## EXERCISE OBJECTIVE
In the items below, locate each line that contains the string "white" and copy those lines out. Treat uppercase and lowercase letters as different.

## INFORMATION GIVEN
== == ==

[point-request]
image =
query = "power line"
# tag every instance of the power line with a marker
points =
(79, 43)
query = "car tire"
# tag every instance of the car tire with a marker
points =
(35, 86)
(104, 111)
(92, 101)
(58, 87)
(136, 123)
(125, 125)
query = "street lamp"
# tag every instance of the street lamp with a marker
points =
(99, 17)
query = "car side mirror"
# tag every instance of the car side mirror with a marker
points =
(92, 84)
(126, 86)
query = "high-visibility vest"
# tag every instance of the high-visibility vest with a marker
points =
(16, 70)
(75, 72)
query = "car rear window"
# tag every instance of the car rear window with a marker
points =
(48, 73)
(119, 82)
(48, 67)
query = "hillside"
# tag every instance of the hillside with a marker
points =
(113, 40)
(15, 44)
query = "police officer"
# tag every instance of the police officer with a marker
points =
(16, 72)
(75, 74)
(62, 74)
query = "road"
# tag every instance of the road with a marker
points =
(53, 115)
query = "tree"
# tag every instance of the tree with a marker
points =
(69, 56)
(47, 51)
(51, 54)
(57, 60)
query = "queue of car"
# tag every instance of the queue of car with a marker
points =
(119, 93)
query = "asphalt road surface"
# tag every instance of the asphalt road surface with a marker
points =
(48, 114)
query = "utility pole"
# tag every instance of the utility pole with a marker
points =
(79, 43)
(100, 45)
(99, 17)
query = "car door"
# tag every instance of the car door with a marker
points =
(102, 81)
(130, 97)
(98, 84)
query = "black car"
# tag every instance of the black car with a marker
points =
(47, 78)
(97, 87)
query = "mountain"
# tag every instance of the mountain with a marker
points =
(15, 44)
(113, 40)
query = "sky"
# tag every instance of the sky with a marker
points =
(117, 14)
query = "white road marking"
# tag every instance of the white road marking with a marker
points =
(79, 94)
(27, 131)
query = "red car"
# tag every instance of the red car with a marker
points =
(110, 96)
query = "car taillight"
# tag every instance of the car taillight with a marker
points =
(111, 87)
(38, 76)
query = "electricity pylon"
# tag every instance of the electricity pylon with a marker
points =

== == ==

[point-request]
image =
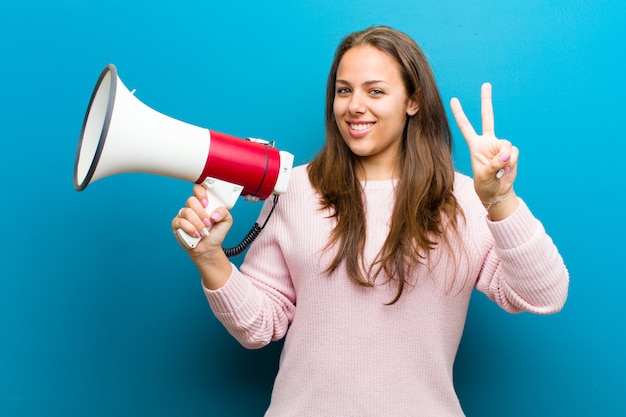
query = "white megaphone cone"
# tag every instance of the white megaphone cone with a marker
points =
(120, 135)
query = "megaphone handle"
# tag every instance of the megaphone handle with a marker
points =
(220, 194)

== == ==

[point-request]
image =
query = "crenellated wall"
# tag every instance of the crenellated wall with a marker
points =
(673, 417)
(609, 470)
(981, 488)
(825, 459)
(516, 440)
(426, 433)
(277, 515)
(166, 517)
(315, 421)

== == ==

## ANSWER FOR THIS EXERCISE
query = "white road marking"
# tag every instance of the white road marking with a marker
query = "white megaphone cone"
# tag every instance of the white megaphone cone with a marker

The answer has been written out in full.